▶ **Instructions for the task**: Below are the records; return every line from the one that contains "of the hair" to the last, exactly, skipping the pictures.
"""
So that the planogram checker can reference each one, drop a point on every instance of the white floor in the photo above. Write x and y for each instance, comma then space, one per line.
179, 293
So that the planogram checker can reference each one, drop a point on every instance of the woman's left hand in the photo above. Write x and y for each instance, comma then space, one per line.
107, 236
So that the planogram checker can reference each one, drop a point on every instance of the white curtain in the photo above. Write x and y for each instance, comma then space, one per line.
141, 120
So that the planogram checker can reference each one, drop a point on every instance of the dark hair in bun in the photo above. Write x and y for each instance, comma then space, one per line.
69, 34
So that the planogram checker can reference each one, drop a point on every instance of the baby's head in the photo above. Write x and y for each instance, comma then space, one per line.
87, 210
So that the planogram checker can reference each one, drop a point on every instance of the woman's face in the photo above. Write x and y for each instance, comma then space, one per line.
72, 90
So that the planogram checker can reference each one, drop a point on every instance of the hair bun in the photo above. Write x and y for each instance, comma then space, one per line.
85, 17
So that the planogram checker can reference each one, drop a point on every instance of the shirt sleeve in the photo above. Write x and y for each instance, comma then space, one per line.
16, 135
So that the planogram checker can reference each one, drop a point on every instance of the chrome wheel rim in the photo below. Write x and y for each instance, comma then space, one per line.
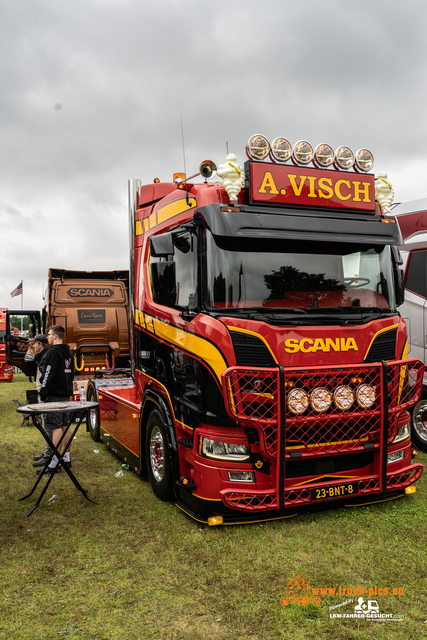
"""
▶ **Result of this task**:
So that the planogram checker can reference each one, drop a point on every instance of the hair bun in the photo above. Write x and y for each instance, comma then space, one per line.
85, 17
So that the planogram checker can reference each one, drop a point on every instance of the shirt sleeve in the photo above. Write x and y for each instance, comma then space, one per line.
16, 135
So that the planogram checker can reference each one, drop a point on every instance of the chrome wheel rim in the photo below. Write x and y for each instance, comma then space, one per line.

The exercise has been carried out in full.